ЗАДАНИЕ:
Перепиши слово в слово весь текст ниже, но картинки в ответ не вставляй.

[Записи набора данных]
____
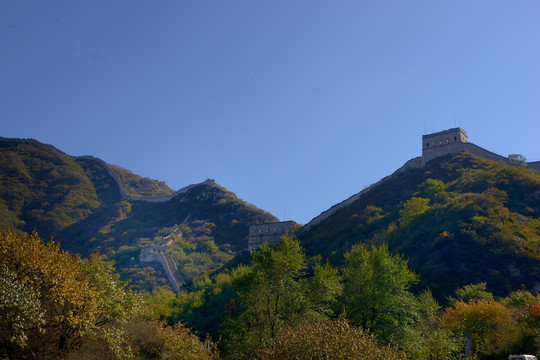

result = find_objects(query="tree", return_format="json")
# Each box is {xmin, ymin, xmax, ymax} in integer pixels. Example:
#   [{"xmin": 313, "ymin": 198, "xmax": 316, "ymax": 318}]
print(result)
[
  {"xmin": 259, "ymin": 316, "xmax": 406, "ymax": 360},
  {"xmin": 342, "ymin": 244, "xmax": 418, "ymax": 343},
  {"xmin": 418, "ymin": 178, "xmax": 446, "ymax": 199},
  {"xmin": 399, "ymin": 197, "xmax": 429, "ymax": 227},
  {"xmin": 127, "ymin": 321, "xmax": 219, "ymax": 360},
  {"xmin": 508, "ymin": 154, "xmax": 527, "ymax": 167},
  {"xmin": 219, "ymin": 236, "xmax": 340, "ymax": 359},
  {"xmin": 448, "ymin": 282, "xmax": 493, "ymax": 304},
  {"xmin": 0, "ymin": 230, "xmax": 142, "ymax": 358},
  {"xmin": 443, "ymin": 299, "xmax": 519, "ymax": 356}
]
____
РЕШЕНИЕ:
result = find_objects(query="tree", return_format="json")
# Each box is {xmin, ymin, xmax, ymax} in integer pixels. Example:
#   [{"xmin": 313, "ymin": 198, "xmax": 316, "ymax": 318}]
print(result)
[
  {"xmin": 259, "ymin": 316, "xmax": 406, "ymax": 360},
  {"xmin": 342, "ymin": 244, "xmax": 418, "ymax": 343},
  {"xmin": 418, "ymin": 178, "xmax": 446, "ymax": 199},
  {"xmin": 399, "ymin": 197, "xmax": 429, "ymax": 227},
  {"xmin": 127, "ymin": 321, "xmax": 219, "ymax": 360},
  {"xmin": 508, "ymin": 154, "xmax": 527, "ymax": 167},
  {"xmin": 219, "ymin": 236, "xmax": 340, "ymax": 359},
  {"xmin": 448, "ymin": 282, "xmax": 493, "ymax": 304},
  {"xmin": 0, "ymin": 230, "xmax": 142, "ymax": 358},
  {"xmin": 443, "ymin": 299, "xmax": 519, "ymax": 356}
]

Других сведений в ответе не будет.